WORK ITEM> Set down the entries exactly as they appear, apart from the images, which stay out.

(Stored data entries)
☆ ☆ ☆ ☆

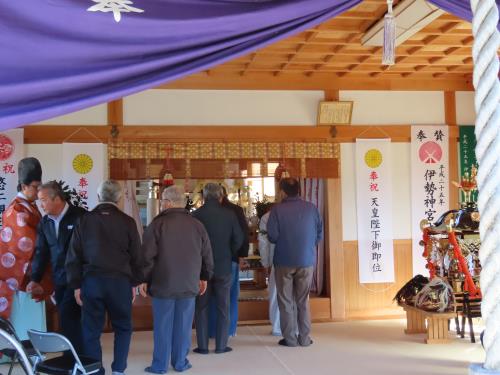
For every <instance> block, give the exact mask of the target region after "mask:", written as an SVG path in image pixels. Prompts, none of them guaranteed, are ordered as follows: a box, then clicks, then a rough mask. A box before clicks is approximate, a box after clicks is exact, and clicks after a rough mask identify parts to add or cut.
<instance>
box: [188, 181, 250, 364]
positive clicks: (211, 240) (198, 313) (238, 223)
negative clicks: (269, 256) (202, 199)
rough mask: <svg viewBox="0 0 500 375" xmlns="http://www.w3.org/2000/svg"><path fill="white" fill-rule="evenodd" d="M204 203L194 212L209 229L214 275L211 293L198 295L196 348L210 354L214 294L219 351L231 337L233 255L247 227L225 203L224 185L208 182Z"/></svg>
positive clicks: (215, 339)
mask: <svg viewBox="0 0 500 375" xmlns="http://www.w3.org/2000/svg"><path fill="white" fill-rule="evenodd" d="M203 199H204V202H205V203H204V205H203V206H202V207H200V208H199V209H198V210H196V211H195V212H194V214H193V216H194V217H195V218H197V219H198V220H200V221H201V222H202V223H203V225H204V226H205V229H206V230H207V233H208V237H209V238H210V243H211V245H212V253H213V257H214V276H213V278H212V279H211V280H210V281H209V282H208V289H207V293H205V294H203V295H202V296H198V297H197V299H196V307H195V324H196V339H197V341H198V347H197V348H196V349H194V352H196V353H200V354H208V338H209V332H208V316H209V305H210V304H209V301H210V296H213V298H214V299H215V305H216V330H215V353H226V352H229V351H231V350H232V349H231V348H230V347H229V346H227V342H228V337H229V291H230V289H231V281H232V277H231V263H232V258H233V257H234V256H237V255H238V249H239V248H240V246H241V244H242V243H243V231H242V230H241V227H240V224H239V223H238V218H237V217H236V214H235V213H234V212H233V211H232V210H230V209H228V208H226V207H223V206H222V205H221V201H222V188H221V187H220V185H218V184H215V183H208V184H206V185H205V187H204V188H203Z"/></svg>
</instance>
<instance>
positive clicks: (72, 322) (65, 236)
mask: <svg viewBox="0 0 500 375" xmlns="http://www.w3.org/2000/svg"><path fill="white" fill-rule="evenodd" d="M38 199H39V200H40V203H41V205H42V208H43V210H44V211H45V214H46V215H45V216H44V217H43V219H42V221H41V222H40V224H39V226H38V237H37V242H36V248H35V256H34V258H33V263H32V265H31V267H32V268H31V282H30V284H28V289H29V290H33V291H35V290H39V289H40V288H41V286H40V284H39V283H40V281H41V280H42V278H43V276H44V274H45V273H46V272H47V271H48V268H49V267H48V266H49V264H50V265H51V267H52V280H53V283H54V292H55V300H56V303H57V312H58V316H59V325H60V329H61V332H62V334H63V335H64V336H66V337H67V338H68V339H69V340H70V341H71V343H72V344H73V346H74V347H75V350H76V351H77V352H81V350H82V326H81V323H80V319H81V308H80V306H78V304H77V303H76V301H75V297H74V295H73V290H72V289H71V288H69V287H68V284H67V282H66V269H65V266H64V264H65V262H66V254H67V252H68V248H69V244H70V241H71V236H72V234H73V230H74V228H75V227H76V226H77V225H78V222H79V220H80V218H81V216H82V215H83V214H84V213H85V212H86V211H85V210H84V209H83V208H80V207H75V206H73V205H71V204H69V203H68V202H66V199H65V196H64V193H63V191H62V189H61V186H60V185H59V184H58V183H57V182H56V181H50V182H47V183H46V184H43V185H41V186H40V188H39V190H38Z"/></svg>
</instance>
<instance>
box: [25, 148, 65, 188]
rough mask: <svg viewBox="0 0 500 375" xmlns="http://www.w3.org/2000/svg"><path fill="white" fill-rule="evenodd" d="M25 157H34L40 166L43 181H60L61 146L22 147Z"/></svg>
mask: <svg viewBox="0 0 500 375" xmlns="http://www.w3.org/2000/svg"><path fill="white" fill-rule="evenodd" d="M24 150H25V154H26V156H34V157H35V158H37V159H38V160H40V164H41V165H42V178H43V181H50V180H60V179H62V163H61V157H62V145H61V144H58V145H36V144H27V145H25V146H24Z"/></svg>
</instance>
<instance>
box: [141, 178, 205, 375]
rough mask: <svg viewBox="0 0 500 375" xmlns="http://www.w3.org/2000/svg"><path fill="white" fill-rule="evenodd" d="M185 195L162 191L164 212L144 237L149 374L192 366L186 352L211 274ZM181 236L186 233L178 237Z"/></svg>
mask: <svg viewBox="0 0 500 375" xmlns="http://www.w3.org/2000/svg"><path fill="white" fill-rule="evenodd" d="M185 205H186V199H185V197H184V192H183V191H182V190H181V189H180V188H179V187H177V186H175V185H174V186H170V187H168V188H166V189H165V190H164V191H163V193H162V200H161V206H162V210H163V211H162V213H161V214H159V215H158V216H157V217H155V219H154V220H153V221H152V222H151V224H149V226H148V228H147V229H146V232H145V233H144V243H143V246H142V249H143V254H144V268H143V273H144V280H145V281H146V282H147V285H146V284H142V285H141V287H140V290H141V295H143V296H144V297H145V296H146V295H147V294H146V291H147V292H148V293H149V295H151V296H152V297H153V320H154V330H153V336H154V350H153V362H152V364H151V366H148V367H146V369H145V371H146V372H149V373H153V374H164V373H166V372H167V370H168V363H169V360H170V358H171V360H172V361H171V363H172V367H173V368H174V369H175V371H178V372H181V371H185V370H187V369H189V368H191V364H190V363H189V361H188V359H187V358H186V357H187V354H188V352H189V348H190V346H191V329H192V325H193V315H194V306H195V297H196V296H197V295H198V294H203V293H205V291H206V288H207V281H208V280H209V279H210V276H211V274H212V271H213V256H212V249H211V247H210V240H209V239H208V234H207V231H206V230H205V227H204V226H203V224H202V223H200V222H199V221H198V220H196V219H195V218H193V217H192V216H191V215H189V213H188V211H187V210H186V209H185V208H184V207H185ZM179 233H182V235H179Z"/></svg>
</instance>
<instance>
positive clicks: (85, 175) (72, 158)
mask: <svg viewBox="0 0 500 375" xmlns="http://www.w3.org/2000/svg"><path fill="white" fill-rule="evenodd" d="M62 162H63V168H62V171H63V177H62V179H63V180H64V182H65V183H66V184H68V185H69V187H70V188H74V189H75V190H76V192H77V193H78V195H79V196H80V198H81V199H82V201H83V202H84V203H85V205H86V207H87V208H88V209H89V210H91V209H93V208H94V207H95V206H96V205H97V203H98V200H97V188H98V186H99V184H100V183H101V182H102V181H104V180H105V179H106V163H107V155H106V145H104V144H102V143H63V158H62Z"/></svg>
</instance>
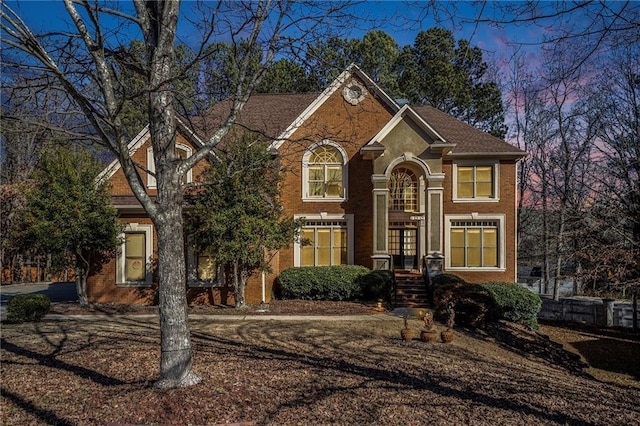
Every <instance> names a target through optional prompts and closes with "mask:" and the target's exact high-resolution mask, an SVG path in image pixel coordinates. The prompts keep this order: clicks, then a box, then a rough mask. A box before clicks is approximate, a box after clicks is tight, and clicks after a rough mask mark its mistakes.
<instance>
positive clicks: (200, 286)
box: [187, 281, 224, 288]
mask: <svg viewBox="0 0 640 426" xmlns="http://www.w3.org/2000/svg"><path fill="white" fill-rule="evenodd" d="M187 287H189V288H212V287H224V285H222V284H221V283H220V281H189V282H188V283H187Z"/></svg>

☆ ☆ ☆ ☆

ANSWER FOR THIS EXERCISE>
For every <instance> block, give the exact mask of the target region after "mask:", written as an SVG path in image pixels. Prompts, none of them guaranteed, are ordered as follows: a box, then clicks, then a rough mask. A box before clicks is approximate, a box after clicks is exact, and clicks after a rough mask identify parts to add or cut.
<instance>
box: [188, 181, 250, 364]
positive clicks: (211, 240) (198, 313) (238, 223)
negative clicks: (269, 256) (202, 199)
rough mask: <svg viewBox="0 0 500 375" xmlns="http://www.w3.org/2000/svg"><path fill="white" fill-rule="evenodd" d="M204 203L194 212L209 229L214 275L211 293L198 295L196 348L210 354L214 294L219 351L231 337L233 255L247 227L225 203L224 185L208 182Z"/></svg>
positive clicks: (215, 339)
mask: <svg viewBox="0 0 500 375" xmlns="http://www.w3.org/2000/svg"><path fill="white" fill-rule="evenodd" d="M203 199H204V202H205V203H204V205H203V206H202V207H200V208H199V209H198V210H196V211H195V212H194V214H193V216H194V217H195V218H197V219H198V220H200V221H201V222H202V223H203V225H204V226H205V229H206V230H207V233H208V237H209V238H210V243H211V245H212V253H213V257H214V276H213V278H212V279H211V280H210V281H209V282H208V289H207V293H205V294H203V295H202V296H198V297H197V299H196V307H195V324H196V339H197V341H198V347H197V348H196V349H194V352H196V353H200V354H208V338H209V332H208V316H209V305H210V304H209V301H210V296H213V298H214V299H215V305H216V330H215V353H226V352H229V351H231V350H232V349H231V348H230V347H229V346H227V342H228V337H229V291H230V289H231V281H232V277H231V263H232V258H233V257H234V256H237V255H238V249H239V248H240V246H241V244H242V243H243V231H242V230H241V227H240V224H239V223H238V218H237V217H236V214H235V213H234V212H233V211H232V210H230V209H228V208H226V207H223V206H222V205H221V201H222V188H221V187H220V185H218V184H215V183H208V184H206V185H205V187H204V188H203Z"/></svg>
</instance>
<instance>
positive clicks: (72, 322) (65, 236)
mask: <svg viewBox="0 0 500 375" xmlns="http://www.w3.org/2000/svg"><path fill="white" fill-rule="evenodd" d="M38 199H39V200H40V203H41V205H42V208H43V210H44V211H45V214H46V215H45V216H44V217H43V219H42V221H41V222H40V224H39V226H38V237H37V242H36V248H35V256H34V258H33V263H32V265H31V267H32V268H31V282H30V284H28V289H29V290H33V291H35V290H39V289H40V288H41V286H40V284H39V283H40V281H41V280H42V278H43V276H44V274H45V273H46V272H47V271H48V268H49V267H48V266H49V264H50V265H51V267H52V280H53V283H54V292H55V300H56V303H57V312H58V316H59V325H60V329H61V332H62V334H63V335H64V336H66V337H67V338H68V339H69V340H70V341H71V343H72V344H73V346H74V347H75V350H76V351H77V352H81V350H82V326H81V323H80V319H81V308H80V306H78V304H77V303H76V301H75V297H74V295H73V290H72V289H71V288H69V287H68V284H67V282H66V269H65V266H64V264H65V262H66V254H67V252H68V248H69V244H70V241H71V236H72V234H73V230H74V228H75V227H76V226H77V225H78V222H79V220H80V218H81V216H82V215H83V214H84V213H85V212H86V211H85V210H84V209H83V208H80V207H75V206H73V205H71V204H69V203H68V202H66V199H65V196H64V193H63V191H62V189H61V186H60V185H59V184H58V183H57V182H56V181H50V182H47V183H46V184H43V185H41V186H40V188H39V190H38Z"/></svg>
</instance>
<instance>
box: [25, 148, 65, 188]
rough mask: <svg viewBox="0 0 500 375" xmlns="http://www.w3.org/2000/svg"><path fill="white" fill-rule="evenodd" d="M25 157H34L40 166L43 181H60L61 146L22 147Z"/></svg>
mask: <svg viewBox="0 0 500 375" xmlns="http://www.w3.org/2000/svg"><path fill="white" fill-rule="evenodd" d="M24 150H25V154H26V156H34V157H35V158H37V159H38V160H40V164H41V165H42V178H43V181H50V180H60V179H62V163H61V157H62V145H61V144H58V145H36V144H27V145H25V146H24Z"/></svg>
</instance>
<instance>
box: [141, 178, 205, 375]
rough mask: <svg viewBox="0 0 500 375" xmlns="http://www.w3.org/2000/svg"><path fill="white" fill-rule="evenodd" d="M185 195L162 191L164 212L144 237L149 374L192 366L186 352L211 274ZM181 236L186 233L178 237Z"/></svg>
mask: <svg viewBox="0 0 500 375" xmlns="http://www.w3.org/2000/svg"><path fill="white" fill-rule="evenodd" d="M185 205H186V199H185V197H184V192H183V191H182V190H181V189H180V188H179V187H177V186H175V185H174V186H170V187H168V188H166V189H165V190H164V191H163V193H162V200H161V206H162V210H163V211H162V213H161V214H159V215H158V216H157V217H155V219H154V220H153V221H152V222H151V224H149V226H148V228H147V229H146V232H145V233H144V243H143V246H142V249H143V254H144V268H143V273H144V280H145V281H146V282H147V285H146V284H142V285H141V287H140V290H141V295H143V296H144V297H145V296H146V295H147V294H146V291H147V292H148V293H149V295H151V296H152V297H153V320H154V330H153V336H154V350H153V362H152V364H151V366H148V367H146V369H145V371H146V372H149V373H153V374H164V373H166V372H167V370H168V363H169V360H170V358H171V360H172V361H171V363H172V367H173V368H174V369H175V371H178V372H181V371H185V370H187V369H189V368H191V364H190V363H189V361H188V359H187V358H186V357H187V354H188V352H189V348H190V346H191V329H192V325H193V315H194V306H195V297H196V296H197V295H198V294H203V293H205V291H206V288H207V281H208V280H209V279H210V276H211V274H212V271H213V256H212V249H211V247H210V240H209V239H208V234H207V231H206V230H205V227H204V226H203V224H202V223H200V222H199V221H198V220H196V219H195V218H193V217H192V216H191V215H189V213H188V211H187V210H186V209H185V208H184V207H185ZM179 233H182V235H179Z"/></svg>
</instance>
<instance>
positive clicks: (85, 175) (72, 158)
mask: <svg viewBox="0 0 500 375" xmlns="http://www.w3.org/2000/svg"><path fill="white" fill-rule="evenodd" d="M62 162H63V168H62V171H63V177H62V179H63V180H64V182H65V183H66V184H68V185H69V187H70V188H74V189H75V190H76V192H77V193H78V195H79V196H80V198H81V199H82V201H83V202H84V203H85V205H86V207H87V208H88V209H89V210H91V209H93V208H94V207H95V206H96V205H97V203H98V200H97V188H98V186H99V184H100V183H101V182H102V181H104V180H105V179H106V163H107V155H106V145H104V144H102V143H63V158H62Z"/></svg>
</instance>
Every <instance> names a target through optional prompts and closes with "mask:" and the target's exact high-resolution mask, an SVG path in image pixel coordinates. The prompts keep this order: clicks, then a box, then a rough mask. A box before clicks is approximate, a box after clicks is tight, and clicks after a rough mask mark its mistakes.
<instance>
positive clicks: (200, 286)
box: [187, 281, 224, 288]
mask: <svg viewBox="0 0 640 426" xmlns="http://www.w3.org/2000/svg"><path fill="white" fill-rule="evenodd" d="M187 287H189V288H212V287H224V285H222V284H221V283H220V281H189V282H188V283H187Z"/></svg>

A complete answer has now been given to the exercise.